TASK REQUIREMENTS:
In the patch message below, swap "margin_radii" for "squared_margins" and reproduce the passage that opens with the words "- the issue" and closes with "np.empty((self.X_.shape[0], self.k), dtype=int)".

EXTRACT TO READ:
┌──
From e568d671a41b11aee2a64995269b7e7a7fda3a84 Mon Sep 17 00:00:00 2001
From: aje <leo_g_autheron@hotmail.fr>
Date: Fri, 24 Nov 2017 10:27:30 +0100
Subject: [PATCH 1/4] Fix mistake in LMNN

Issue in function _find_impostors:
 - the squared euclidean distance is used to compute the margins in variable "margin_radii"
 - the euclidean distance is used (through the function sklearn.metrics.pairwise.pairwise_distances) to compute distances between samples of different labels in variable "dist"
 - the issue is that the impostors are found by testing "dist < margin_radii" which is wrong because "dist" represent distances, and "margin_radii" represent squared distances.

I propose to solve this problem by computing always the squared distances.
---
 metric_learn/lmnn.py | 4 ++--
 1 file changed, 2 insertions(+), 2 deletions(-)

diff --git a/metric_learn/lmnn.py b/metric_learn/lmnn.py
index 3682f3f6..177954db 100644
--- a/metric_learn/lmnn.py
+++ b/metric_learn/lmnn.py
@@ -185,7 +185,7 @@ def _select_targets(self):
     target_neighbors = np.empty((self.X_.shape[0], self.k), dtype=int)
     for label in self.labels_:
       inds, = np.nonzero(self.label_inds_ == label)
-      dd = pairwise_distances(self.X_[inds])
+      dd = pairwise_distances(self.X_[inds], metric='seuclidean')
       np.fill_diagonal(dd, np.inf)
└──
GIVEN DATA:
┌──
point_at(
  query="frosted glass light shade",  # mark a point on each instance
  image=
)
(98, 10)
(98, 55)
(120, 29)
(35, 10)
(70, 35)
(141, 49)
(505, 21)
└──
┌──
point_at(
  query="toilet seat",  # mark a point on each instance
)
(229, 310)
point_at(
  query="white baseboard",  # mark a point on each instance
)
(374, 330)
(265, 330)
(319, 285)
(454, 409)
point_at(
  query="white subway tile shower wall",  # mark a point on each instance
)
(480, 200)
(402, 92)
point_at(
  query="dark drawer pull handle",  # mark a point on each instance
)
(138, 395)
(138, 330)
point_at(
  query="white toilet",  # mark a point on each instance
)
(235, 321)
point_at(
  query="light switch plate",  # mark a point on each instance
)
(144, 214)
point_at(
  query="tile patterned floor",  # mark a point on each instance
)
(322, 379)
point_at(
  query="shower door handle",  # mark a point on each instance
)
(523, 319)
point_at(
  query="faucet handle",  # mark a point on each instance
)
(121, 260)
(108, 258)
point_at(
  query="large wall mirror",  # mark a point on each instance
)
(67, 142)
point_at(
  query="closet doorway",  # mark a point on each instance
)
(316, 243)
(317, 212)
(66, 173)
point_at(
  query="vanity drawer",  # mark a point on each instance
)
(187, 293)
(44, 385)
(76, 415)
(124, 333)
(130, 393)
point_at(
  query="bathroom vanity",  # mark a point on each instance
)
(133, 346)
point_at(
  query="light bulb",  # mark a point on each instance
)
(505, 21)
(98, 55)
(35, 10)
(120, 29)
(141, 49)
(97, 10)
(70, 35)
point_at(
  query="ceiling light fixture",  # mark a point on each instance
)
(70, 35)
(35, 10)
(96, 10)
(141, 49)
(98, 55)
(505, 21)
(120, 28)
└──
┌──
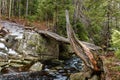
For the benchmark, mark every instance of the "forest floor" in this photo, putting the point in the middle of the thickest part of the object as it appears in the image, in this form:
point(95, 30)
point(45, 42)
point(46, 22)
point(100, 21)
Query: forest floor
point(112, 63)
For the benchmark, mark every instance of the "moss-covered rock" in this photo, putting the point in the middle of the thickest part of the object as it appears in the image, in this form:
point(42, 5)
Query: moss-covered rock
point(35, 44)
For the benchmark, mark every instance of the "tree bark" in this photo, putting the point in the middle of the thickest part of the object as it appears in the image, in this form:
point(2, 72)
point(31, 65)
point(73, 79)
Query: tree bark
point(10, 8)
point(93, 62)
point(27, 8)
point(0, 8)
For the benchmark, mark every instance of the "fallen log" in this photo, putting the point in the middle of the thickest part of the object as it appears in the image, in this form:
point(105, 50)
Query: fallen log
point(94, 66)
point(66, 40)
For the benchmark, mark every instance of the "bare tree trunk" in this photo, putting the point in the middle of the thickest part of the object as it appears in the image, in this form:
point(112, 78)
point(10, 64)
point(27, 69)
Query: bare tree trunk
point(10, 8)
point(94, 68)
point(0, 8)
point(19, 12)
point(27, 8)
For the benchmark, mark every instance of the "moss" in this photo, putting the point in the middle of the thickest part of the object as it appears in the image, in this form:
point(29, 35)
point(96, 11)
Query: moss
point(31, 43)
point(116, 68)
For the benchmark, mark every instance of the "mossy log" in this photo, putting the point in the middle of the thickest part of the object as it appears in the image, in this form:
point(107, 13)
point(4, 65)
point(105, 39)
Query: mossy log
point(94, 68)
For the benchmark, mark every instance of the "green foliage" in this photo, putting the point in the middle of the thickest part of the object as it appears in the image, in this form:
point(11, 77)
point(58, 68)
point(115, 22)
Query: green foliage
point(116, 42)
└──
SOLUTION TO THIS TASK:
- the issue is that the impostors are found by testing "dist < squared_margins" which is wrong because "dist" represent distances, and "squared_margins" represent squared distances.

I propose to solve this problem by computing always the squared distances.
---
 metric_learn/lmnn.py | 4 ++--
 1 file changed, 2 insertions(+), 2 deletions(-)

diff --git a/metric_learn/lmnn.py b/metric_learn/lmnn.py
index 3682f3f6..177954db 100644
--- a/metric_learn/lmnn.py
+++ b/metric_learn/lmnn.py
@@ -185,7 +185,7 @@ def _select_targets(self):
     target_neighbors = np.empty((self.X_.shape[0], self.k), dtype=int)